▸ **RECORD EXCERPTS**:
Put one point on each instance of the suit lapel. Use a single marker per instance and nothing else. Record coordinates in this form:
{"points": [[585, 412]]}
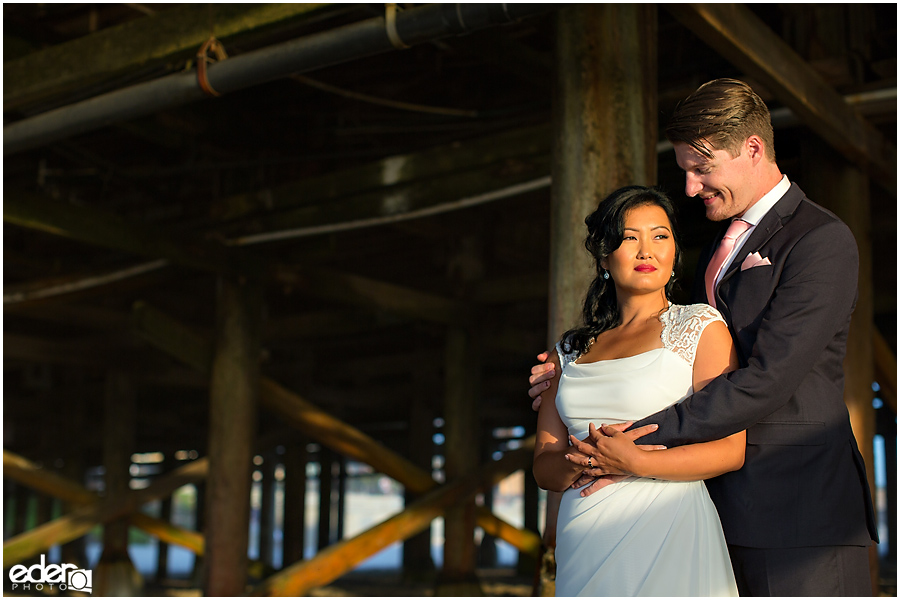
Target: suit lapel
{"points": [[767, 227]]}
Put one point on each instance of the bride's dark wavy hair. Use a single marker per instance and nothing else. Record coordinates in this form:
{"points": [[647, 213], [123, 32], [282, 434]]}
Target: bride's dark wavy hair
{"points": [[606, 228]]}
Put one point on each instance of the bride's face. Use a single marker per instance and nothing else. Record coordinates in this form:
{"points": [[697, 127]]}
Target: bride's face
{"points": [[644, 261]]}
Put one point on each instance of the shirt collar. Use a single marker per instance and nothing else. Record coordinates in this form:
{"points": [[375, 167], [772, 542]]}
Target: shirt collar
{"points": [[756, 212]]}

▸ **TASK OBJECTIVE**:
Every line of the data above should be returned exactly, with the pictures removed.

▸ **WRITTEN RESPONSE**:
Put one point on each instance of the suit lapel. Use a single marker per instance and nothing else. Record coordinates in this form:
{"points": [[585, 412]]}
Target: suit lapel
{"points": [[767, 227]]}
Put one point on each instance of the bride's dark wavy hair. Use a single marker per instance and nothing else. Record coordinates in this form:
{"points": [[647, 213], [123, 32], [282, 434]]}
Target: bride's dark wavy hair
{"points": [[606, 228]]}
Put one point on each instance of the bride's face. Use a single marker per instance and nothing else. Record coordinates in this form:
{"points": [[697, 127]]}
Target: bride's face
{"points": [[644, 261]]}
Put one point on each instance of the shirt collar. Use a single marker per instance and nothing else. Record coordinates in this form:
{"points": [[375, 167], [772, 542]]}
Target: shirt collar
{"points": [[756, 212]]}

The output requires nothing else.